Abloys are "high security" locks, on a par with Medeco as far as the commercial
market is concerned.  I cannot believe that Manhattan locksmiths can't deal
with it; there are Abloys in use all *over* NYC.

The reason there's so much slop is that the key doesn't push pins up, it
turns little disks around inside to a certain amount, allowing a sidebar
type of thing to drop into slots when they line up.  It works much like a
dial-type combination lock, except that the disks all turn together as you
rotate the key through the first 90 degrees.  The clearance between the
key and the holes in the disks is not too critical; the angle to which the
disk is turned is what is.

I would heartily recommend that you hang on to your Abloy, try to find
someone who can dupe a key for it.  If you're feeling enterprising you can
take the thing apart and see how it works, and make yourself a duplicate key
with a little creative metalwork.

_H*

From Fred Blonder <fred@brillig.umd.edu>
Subject: Re: Lock Query
Date: Thu, 10 Dec 87 22:52:36 -0500
Status: R

	I inherited an "Abloy" lock on my front door.  Was wondering
	if the lock theory experts on this list have had any
	experience or comments about this sort of lock.

Here's what I recall from an article about the Abloy lock in Popular
Science (yeah, I used to read it) when it first came on the market.

Instead of having pins, the Abloy has a series of disks, stacked
in a row along the lock's horizontal axis (Figure 1). Each disk
has a cutout in the shape of an Archimedes Spiral: the
distance-from-the-center-axis varies linearly with the angle.
Initially, all the disks are lined up so that the maximum spiral-size
lines up with the keyway, to make room for the maximally-large key,
that is one with no cuts. When the key is inserted - unlike in a
pin-tumbler lock - nothing moves to 'feel' the key's shape (Figure 2).
The unlocking action does not occur as soon as the key is fully
inserted.

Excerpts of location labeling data
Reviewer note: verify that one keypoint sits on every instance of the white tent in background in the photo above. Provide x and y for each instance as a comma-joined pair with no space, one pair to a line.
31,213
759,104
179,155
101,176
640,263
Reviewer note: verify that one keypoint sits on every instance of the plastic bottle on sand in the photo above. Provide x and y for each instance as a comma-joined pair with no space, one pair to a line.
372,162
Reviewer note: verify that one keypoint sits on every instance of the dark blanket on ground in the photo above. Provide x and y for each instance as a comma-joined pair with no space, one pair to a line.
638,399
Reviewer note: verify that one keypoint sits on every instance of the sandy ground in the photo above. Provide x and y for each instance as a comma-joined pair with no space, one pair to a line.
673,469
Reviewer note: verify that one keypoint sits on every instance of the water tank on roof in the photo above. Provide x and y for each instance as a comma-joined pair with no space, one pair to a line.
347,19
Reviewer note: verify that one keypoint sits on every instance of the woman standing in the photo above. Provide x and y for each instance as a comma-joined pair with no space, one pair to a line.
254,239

# Parts of the exercise
A: According to the text on Abloy locks, what shape is the cutout in each disk?
B: Duplicate the part of the text on Abloy locks between "From Fred Blonder" and "on the market.", inclusive.
C: Pick up the text on Abloy locks after its last sentence and continue it.
This data was drawn from a source separate from the text on Abloy locks.

# Set of answers
A: An Archimedes Spiral

B:
From Fred Blonder <fred@brillig.umd.edu>
Subject: Re: Lock Query
Date: Thu, 10 Dec 87 22:52:36 -0500
Status: R

	I inherited an "Abloy" lock on my front door.  Was wondering
	if the lock theory experts on this list have had any
	experience or comments about this sort of lock.

Here's what I recall from an article about the Abloy lock in Popular
Science (yeah, I used to read it) when it first came on the market.

C:
As the key is rotated in the lock, it eventually comes up against
the spiral edges of the cuts in the disks. Since the surface is
spiraled, the exact point in the key's rotation where this occurs
depends on the height that the key has been cut to at the point
where it passes through that particular disk. Once the key is
touching the disk, further rotation of the key drags the disk along
with it for the remainder of the key rotation. At the end of
rotation, the disks will be in a scrambled state, at least as
determined by the inner spiral cut, but one which conveniently
happens to line up the notches in the outer edges of the disks,
which allows a bar which spans the disks, to drop into the groove
formed by the lined-up notches.  (Sort of like in a combination
lock.) Further rotation of the key, disks, and bar, finally slide
the bolt or whatever it is that the lock is controlling. When
rotating the key back the other way, it presses against the
non-spiraled edge of the disks' inner cutouts, and drags them all
back to the starting configuration. A consequence of all this is
that the wrong key will rotate in the lock, but not open it.

I think the difficulty in picking it arises mainly by virtue of
the fact that it is so bizarre.  You'd need to manipulate the little
disk-thingys while attempting to get the bar to drop. Sort of the
worst of picking a pin-tumbler lock combined with picking a
combination lock.

	Disks +-+-+
	  v v v v v

	  | | | | |    ___
	  | |_| | | _|/   \
	/-|/| |\|_|/ |     | <- This key is fictitious. Any resemblance
	\_|_|_|_|_|__|     |    to the bitting on anyone's actual key
	  | | | | |  |\___/     is purely coincidental.
	  | | | | |

	Figure 1. (Side view)

	The notch (Actual position may vary.)
	      |
	      V
	     _ _____
	   _- U__   -_
	  -   - ^|    -
	 /   /  H|     \     (The thing consisting of the letters H and U
	/   |   H|      \     and the caret, is a cross-section of the key,
	|    \_ H|      |     in case you can't guess.)
	\      \U|      /
	 \      -      /
	  -_         _-
	    -_______-

	Figure 2. (Front view)

					Fred Blonder (301) 454-7690
					seismo!mimsy!fred
					Fred@Mimsy.umd.edu

From macleod@drivax.UUCP (MacLeod)
Subject: Abloy locks
Date: 13 Dec 87 09:33:27 GMT
Status: R

My father was an eccentric sort of character who liked challenges.  Through
friends, he was contacted by some organized crime types who wanted a pick for
Abloy locks.  From what I understood, at the time the casinos in Nevada had
just changed over to these locks on their slot machines.  

The keys to these locks were cylindrical and had cuts made at (I think)
multiples of 15 degrees.  My father built a peculiar looking device that
took a lot of complex machining, with a half dozen or so (one for each cut)
fingers that lifted into place and then were stopped down with a friction
collar.  The pick was inserted and manipulated until the fingers "read" the
bevels in the lock, locked down, and withdrawn.  The user then went off and
made a key to those specs. 

I don't know if he ever perfected the scheme, but it was complex enough to

Date:	Wed, 5 Jul 89 23:49:00 EDT
From:	kiravuo@kampi.hut.fi
Subject: Re: Consensus on locks?

>A sort of related question is:  I have seen locks with automatic "dead bolts"
> - meaning, locks in which opening the door with a key from the outside
>(not in the handle) pulls back a full-sized spring loaded bolt, which closes
>when the door is closed.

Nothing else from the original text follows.